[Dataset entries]
>>>

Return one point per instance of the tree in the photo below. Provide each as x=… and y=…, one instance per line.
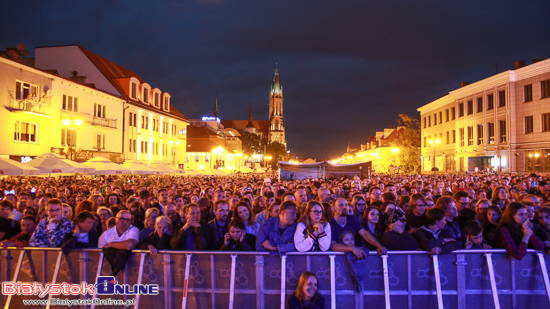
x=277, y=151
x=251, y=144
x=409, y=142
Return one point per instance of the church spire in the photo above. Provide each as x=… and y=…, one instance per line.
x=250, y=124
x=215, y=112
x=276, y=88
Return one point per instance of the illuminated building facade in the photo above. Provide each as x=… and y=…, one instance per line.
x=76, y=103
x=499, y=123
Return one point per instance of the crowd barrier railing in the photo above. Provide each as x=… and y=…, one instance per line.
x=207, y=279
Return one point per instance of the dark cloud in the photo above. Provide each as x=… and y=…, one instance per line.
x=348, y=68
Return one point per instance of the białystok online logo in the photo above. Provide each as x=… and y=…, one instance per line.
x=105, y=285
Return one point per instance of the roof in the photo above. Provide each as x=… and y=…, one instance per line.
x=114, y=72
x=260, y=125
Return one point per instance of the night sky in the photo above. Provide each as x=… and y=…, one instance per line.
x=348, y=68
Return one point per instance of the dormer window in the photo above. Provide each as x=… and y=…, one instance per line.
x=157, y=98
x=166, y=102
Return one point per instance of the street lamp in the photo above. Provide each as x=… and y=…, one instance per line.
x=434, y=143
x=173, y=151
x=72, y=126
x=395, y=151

<<<

▶ **Work to complete**: Return exactly the lines from the line holding "Return one point per instance of the dark" to the last line of the data, with both of those lines included and nothing added.

▶ **Response to this exercise**:
Return one point per instance of the dark cloud in the photo above. Provide each as x=… and y=…, one instance per line.
x=348, y=68
Return one point per instance of the białystok online logo in the photo above. Provide each as x=… and y=…, one instance per line.
x=105, y=285
Return one point per instance of the roof in the photo above. Provide each as x=… and y=…, one instance per line.
x=114, y=72
x=260, y=125
Return one point per instance of the night sky in the photo above. Provide each as x=… and y=…, one instance per line.
x=348, y=68
Return one point per instance of the dormer window in the photo above. Provide each as x=… and y=…, one instance per line.
x=157, y=98
x=166, y=102
Return one point per instance of the street lamp in the photo above. Provide each as x=… and y=…, one instance per line.
x=434, y=143
x=173, y=151
x=72, y=126
x=395, y=151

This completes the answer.